* [Given passage]
· · · ·

297 points by DivineTraube on Aug 15, 2016 | hide | past | favorite | 73 comments



On my personal projects, my default database choice is Postgres unless I have a glaring, obvious reason to choose something NoSQL (in which case I like CouchDB if the situation calls for a document store, don't know much about the others).

At work, it doesn't matter if we have a perfect use case for a particular NoSQL solution (I'm working on something now that I think would be a great fit for a Graph database like Neo4J). We use Oracle, because it's expensive, we're already paying for it, so damn it, we're going to use it.


RethinkDB is my default at this point. Relational documents provide 99.9% of the features I need. When I need actual graph data, I play around with ArangoDB.


As a fairly staunch advocate of PostgreSQL for the 99% use case, I'd be really interested to hear what makes RethinkDB stand out?


The admin UX... setting up a redundant sharded cluster with auto-failover in RethinkDB is in the box, straight forward and easy. With PostgreSQL you're stuck choosing between at least a half dozen less than optimal solutions.

That would be the single biggest difference... Neither have particularly great DBAAS offerings, outside of RDS Postgres, though if you're on Amazon, you can use Compose.io's rethinkdb option there too.

RethinkDB has sharding + redundancy similar to ElasticSearch or Cassandra, while having some other features that put it more in line with an SQL rdbms, while having an administrative UI that's second to none.. and I mean none.


Combine the best ideas from a relational database, a document store, sprinkle in some realtime change feeds, and an awesome admin interface. About all I need for a modern web application.

· · · ·

* [Recorded information]
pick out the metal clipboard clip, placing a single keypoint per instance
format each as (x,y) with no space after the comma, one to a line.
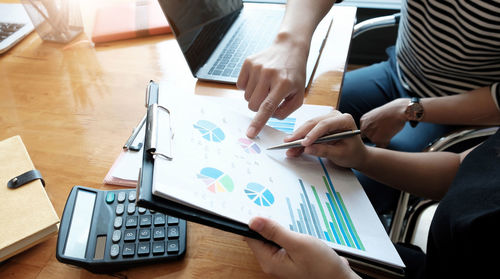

· · · ·

* [Tasks to perform]
1. Name every database or data-store product mentioned in the database thread, counting Postgres and PostgreSQL as one and leaving out hosting services.
2. Pick up the database thread after its last comment and write the next reply.
The listing plays no part in what comes next.

* [Expected outputs]
1.
- PostgreSQL (Postgres)
- CouchDB
- Neo4J
- Oracle
- RethinkDB
- ArangoDB
- ElasticSearch
- Cassandra

2.
RethinkDB is also my default at this point, their scaling features are great. But they have several major unresolved issues, check their issue tracker on github for reference.


Anything serious that can corrupt or eat data?


No not really, It's really solid. But stuff like correlating writes with feeds are not possible atm.


One thing we've done in the past is included the feed name / source in the document (just an fyi...not sure if applicable to your use case or not).


I do the same.

If I'm doing something where I'm storing JSON (e.g., from an external service), but only care about certain bits of it, I'll store the bits I care about in columns, then put the whole JSON object into a jsonb column.

The key advantage that I see is that when I decide that a new piece of the JSON needs to be cared about, I can do something like this:

    (modify data types as required)

    ALTER TABLE blah ADD COLUMN newthing text;
    CREATE INDEX ON blah.newthing; -- if needed
    UPDATE blah SET newthing = jsoncolumn->>'new_thing';


You don't even need these additional columns in PostgreSQL, thanks to expression indexes! [1]

Just add an expression index for your new field:

    CREATE INDEX ON blah BTREE ((jsoncolumn->>'new_thing'));
Then, the following kind of queries are blazingly fast due to the index:

    SELECT * FROM blah WHERE jsoncolumn->>'new_thing' = 'some_value';
This is less error prone than managing the consistency of the additional columns on your own. And if you still need some kind of pseudo-table, consider creating a simple view for that.

[1] https://www.postgresql.org/docs/current/static/indexes-expre...


Just a nitpick, but I believe it would be more efficient to create index as the last step here.


Not necessarily.

If the table is already fairly large you'd have to use Postgres CREATE INDEX CONCURRENTLY to avoid locking the table while it sorted out the index. The only downside is that you have very little control of the process.

If you already have the data available in a JSONB column you can create the column, create the index and then set your app code to look to the JSON data if the column is null during transition while a background job goes through and populates rows either individually or in smaller batches to avoid disrupting user experience.


This was just an example of what you can do. I'd do this sort of thing while developing an application, but if it were in Production I'd take a much closer look at how the steps in my change would impact the running application.


you should be able to index on an expression without adding the column.

eg

  create index on blah((jsoncolumn->>'new_thing'));
although I haven't tried it myself yet, I've been meaning to play with that feature.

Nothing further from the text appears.